Change "fattest" to "widest" throughout the records, and leave every other word and line unchanged.

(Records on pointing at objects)
[Begin]
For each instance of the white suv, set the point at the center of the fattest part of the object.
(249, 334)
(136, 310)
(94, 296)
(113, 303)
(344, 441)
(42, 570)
[End]
▶ [Response to this exercise]:
For each instance of the white suv, set the point at the center of the widest part of the object.
(249, 334)
(136, 310)
(94, 296)
(113, 303)
(344, 441)
(42, 570)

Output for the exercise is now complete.